# start of Material shown
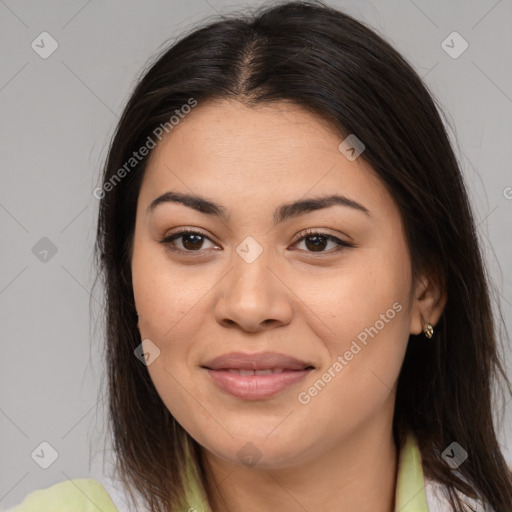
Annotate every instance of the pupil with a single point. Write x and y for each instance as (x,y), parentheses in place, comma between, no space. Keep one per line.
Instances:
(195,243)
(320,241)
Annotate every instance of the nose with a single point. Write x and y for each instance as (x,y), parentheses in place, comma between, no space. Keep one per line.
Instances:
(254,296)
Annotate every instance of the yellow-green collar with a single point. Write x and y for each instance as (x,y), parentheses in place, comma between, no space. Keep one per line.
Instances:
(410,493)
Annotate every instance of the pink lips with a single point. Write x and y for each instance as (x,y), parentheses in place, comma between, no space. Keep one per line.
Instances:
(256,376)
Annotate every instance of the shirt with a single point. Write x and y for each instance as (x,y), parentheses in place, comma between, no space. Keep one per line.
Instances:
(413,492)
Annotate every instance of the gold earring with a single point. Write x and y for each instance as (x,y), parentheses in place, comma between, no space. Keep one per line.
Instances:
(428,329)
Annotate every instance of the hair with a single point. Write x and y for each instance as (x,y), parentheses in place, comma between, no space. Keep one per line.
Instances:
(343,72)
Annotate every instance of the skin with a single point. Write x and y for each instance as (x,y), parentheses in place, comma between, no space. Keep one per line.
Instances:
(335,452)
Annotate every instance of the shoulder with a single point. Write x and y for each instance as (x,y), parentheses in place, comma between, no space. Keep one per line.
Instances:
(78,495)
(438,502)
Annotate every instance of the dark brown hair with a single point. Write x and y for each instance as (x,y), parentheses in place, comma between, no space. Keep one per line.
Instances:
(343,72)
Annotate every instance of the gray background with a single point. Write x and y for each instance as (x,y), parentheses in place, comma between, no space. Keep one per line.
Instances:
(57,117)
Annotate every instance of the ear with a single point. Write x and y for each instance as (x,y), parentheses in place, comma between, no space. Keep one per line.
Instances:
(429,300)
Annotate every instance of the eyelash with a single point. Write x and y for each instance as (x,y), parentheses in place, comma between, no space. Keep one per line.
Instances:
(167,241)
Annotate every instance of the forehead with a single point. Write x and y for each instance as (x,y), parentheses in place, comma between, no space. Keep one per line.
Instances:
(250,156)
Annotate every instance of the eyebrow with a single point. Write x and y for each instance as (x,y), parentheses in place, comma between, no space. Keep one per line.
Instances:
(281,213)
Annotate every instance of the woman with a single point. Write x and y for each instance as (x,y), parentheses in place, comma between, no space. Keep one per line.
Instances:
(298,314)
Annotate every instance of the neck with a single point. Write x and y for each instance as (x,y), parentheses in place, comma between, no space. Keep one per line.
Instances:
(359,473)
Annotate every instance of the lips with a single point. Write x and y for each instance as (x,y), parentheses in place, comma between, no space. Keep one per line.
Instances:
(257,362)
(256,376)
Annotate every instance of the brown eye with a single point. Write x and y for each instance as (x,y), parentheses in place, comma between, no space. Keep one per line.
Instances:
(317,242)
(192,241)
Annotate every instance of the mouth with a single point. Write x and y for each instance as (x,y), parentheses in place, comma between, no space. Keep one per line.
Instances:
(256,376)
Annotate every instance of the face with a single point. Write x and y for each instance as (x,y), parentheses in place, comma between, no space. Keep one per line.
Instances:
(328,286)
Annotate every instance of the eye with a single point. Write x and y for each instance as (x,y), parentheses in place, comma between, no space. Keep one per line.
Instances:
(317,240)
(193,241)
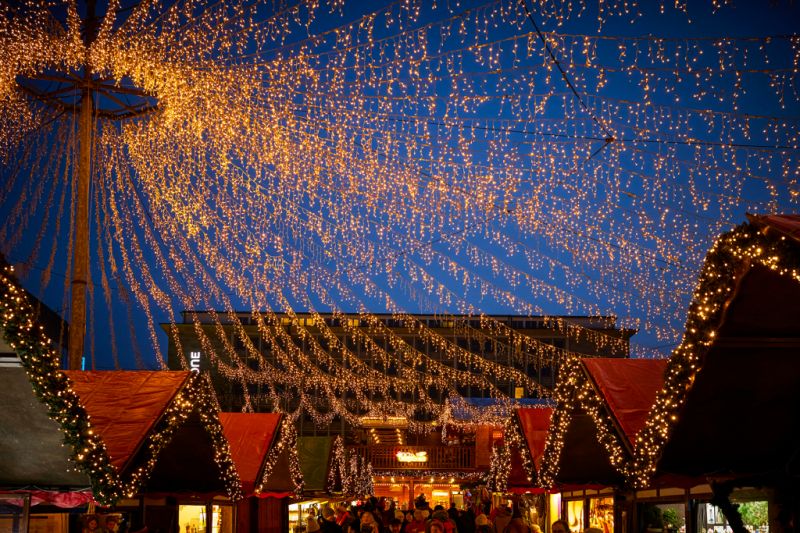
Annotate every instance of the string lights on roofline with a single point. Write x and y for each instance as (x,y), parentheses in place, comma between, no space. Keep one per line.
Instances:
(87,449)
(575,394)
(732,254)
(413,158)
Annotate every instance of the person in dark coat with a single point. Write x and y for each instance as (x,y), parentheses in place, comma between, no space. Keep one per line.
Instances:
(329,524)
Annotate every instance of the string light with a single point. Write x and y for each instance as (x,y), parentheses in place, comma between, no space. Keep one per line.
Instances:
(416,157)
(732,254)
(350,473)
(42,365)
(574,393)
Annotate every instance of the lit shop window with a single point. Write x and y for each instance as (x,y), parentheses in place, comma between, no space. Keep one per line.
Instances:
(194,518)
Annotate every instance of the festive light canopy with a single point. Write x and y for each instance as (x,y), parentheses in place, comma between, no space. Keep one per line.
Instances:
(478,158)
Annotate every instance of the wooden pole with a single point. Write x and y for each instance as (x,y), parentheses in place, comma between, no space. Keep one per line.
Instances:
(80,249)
# end of Material shown
# start of Material shown
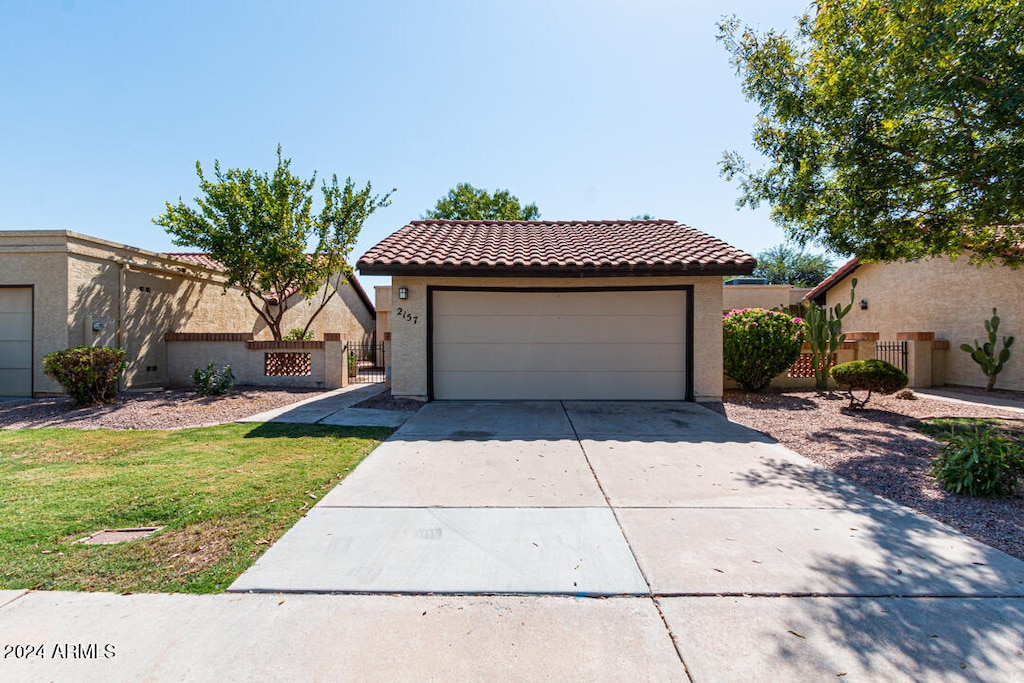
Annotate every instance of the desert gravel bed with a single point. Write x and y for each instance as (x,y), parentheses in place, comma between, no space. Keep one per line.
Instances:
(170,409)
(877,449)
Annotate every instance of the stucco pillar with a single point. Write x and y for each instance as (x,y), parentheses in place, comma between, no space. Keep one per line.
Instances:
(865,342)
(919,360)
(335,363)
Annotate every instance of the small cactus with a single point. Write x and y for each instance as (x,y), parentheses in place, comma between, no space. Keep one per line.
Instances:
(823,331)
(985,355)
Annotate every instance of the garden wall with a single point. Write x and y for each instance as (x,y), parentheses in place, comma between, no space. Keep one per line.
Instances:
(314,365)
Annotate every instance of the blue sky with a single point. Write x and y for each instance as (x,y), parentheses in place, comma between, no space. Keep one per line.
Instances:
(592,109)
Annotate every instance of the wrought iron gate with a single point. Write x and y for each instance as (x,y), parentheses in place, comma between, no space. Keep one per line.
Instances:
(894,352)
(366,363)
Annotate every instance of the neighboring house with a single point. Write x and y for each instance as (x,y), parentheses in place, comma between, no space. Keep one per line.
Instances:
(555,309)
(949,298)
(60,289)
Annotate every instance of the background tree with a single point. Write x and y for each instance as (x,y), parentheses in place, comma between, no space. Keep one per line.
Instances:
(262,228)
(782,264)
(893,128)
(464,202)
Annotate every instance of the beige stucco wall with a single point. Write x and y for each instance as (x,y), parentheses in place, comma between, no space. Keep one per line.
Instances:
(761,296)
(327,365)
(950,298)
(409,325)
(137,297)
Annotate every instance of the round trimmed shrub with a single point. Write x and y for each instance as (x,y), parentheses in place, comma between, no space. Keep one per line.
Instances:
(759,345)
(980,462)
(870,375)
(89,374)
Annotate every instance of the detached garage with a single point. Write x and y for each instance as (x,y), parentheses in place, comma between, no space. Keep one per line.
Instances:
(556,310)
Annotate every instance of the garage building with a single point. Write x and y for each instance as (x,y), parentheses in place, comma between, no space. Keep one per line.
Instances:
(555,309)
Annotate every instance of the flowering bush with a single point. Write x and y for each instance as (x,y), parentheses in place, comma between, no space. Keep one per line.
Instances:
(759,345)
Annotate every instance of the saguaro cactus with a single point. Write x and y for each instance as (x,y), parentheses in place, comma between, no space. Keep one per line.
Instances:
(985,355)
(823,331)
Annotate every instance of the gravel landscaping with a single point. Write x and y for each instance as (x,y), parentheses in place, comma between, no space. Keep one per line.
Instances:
# end of Material shown
How many lines of the records contain the word "stucco"? Reply with only the number.

_Problem solution_
2